• Task directions: Pull out the lines from the one containing "For the dataset, pick out the cap" through the final line of the listing below and repeat them exactly. Leave the pictures behind.

• Raw records:

>>>>>

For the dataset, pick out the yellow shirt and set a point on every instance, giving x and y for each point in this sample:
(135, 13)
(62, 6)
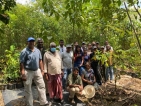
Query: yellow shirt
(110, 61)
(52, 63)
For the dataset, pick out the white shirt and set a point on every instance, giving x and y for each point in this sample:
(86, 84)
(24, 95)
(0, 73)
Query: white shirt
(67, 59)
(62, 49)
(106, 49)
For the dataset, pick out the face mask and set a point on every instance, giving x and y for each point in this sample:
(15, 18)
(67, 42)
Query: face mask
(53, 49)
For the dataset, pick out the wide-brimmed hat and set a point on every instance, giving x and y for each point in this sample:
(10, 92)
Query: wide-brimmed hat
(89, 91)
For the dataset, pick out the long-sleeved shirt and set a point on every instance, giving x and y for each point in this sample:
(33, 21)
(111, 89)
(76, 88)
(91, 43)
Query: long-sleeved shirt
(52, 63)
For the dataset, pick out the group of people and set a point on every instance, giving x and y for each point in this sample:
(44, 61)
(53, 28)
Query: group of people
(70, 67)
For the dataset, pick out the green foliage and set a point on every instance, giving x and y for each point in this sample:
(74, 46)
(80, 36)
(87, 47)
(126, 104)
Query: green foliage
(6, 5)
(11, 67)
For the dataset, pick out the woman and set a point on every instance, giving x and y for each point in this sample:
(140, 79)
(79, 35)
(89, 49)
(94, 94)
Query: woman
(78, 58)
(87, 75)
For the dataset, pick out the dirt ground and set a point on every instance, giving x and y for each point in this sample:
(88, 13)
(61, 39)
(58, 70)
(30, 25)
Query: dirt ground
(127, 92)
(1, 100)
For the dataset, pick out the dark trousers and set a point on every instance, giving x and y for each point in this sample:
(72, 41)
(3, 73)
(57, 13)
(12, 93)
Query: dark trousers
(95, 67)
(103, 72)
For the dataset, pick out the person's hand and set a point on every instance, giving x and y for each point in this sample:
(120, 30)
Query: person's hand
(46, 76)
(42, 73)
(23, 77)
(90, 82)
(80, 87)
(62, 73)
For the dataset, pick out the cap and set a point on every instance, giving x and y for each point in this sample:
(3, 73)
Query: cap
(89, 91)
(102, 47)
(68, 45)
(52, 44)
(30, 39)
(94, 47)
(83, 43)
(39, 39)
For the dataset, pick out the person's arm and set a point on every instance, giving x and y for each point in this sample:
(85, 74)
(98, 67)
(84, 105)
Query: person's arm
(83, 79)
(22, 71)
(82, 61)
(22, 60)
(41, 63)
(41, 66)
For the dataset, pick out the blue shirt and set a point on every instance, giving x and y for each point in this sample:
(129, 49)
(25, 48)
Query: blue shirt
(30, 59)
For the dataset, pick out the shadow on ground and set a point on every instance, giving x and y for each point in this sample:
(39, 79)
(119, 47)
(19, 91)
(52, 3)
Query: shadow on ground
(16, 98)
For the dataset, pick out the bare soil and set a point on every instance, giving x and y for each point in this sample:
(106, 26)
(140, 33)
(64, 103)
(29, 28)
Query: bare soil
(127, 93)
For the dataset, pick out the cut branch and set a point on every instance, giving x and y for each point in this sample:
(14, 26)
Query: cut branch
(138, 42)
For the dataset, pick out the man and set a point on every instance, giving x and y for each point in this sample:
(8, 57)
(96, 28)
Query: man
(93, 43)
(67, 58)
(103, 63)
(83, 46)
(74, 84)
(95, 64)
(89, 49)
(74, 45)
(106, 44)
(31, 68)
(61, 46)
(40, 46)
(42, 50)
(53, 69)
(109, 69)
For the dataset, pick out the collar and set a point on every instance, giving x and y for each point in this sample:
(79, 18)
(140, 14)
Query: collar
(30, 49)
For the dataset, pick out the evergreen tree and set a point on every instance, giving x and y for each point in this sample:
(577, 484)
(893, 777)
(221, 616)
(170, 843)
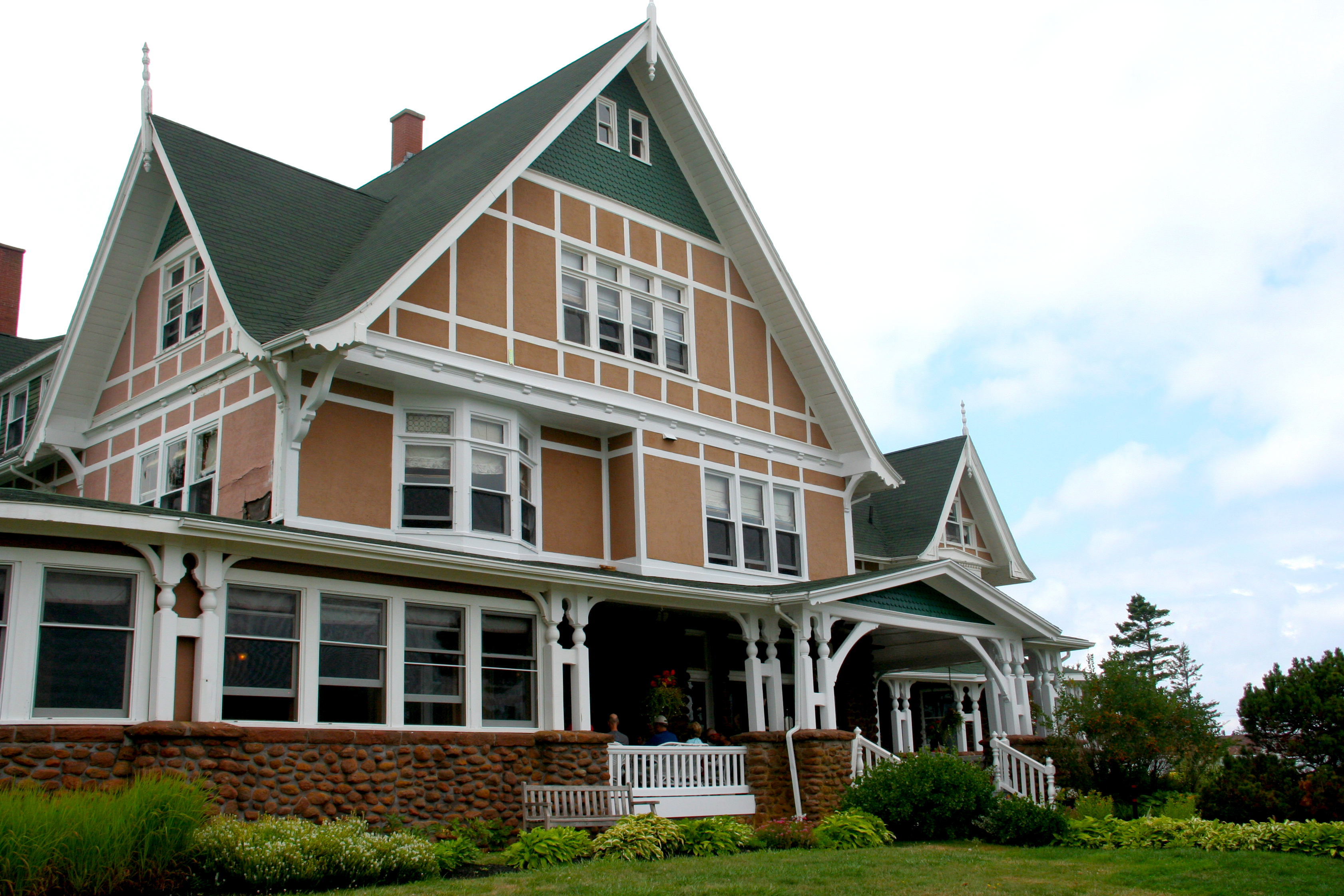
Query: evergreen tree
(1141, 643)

<<<<<

• Solution to this task:
For the dataset, pick out the cap and set a point on every instance, giving x and y for each point in this sample:
(3, 73)
Query: cap
(89, 91)
(102, 47)
(68, 45)
(52, 44)
(30, 39)
(94, 47)
(83, 43)
(39, 39)
For the dataset, pick out the person's arm and set a point on every instance, giving x and y for each point in this sample:
(85, 74)
(98, 67)
(84, 105)
Query: person's arm
(83, 79)
(22, 71)
(82, 61)
(22, 60)
(41, 63)
(41, 66)
For the dataset, pick out the blue shirt and set a point on every instance, giving x and y for each point in this sample:
(129, 49)
(25, 48)
Query: blue shirt
(30, 59)
For the dataset, pick out the shadow on ground and set a point on every instance, giving x and y for each point in this sample:
(39, 79)
(119, 47)
(19, 91)
(52, 3)
Query: shadow on ground
(16, 98)
For the dataset, pick out the bare soil and set a point on every instance, giving x and y for each point in this sample:
(106, 26)
(140, 33)
(64, 103)
(29, 28)
Query: bare soil
(127, 93)
For the dataset, pick out the cut branch and set a point on every instance, giving x and y for each point in this sample:
(14, 26)
Query: cut branch
(138, 42)
For the dataset, pick out the man and set a point on every instance, giving x and y for each point in this sample:
(8, 57)
(96, 28)
Query: man
(93, 43)
(67, 58)
(103, 63)
(83, 46)
(74, 84)
(95, 64)
(89, 49)
(74, 45)
(106, 44)
(31, 68)
(61, 46)
(40, 46)
(42, 50)
(53, 69)
(109, 69)
For the dataset, pick out the collar and set a point on every instance, giving x and y for each point in this sample:
(79, 18)
(140, 14)
Query: collar
(30, 49)
For the dataset, pick out the evergreen tree and set a point on every instance, giving x and y for each point in this sample:
(577, 484)
(893, 777)
(221, 616)
(170, 843)
Query: evergreen tree
(1141, 643)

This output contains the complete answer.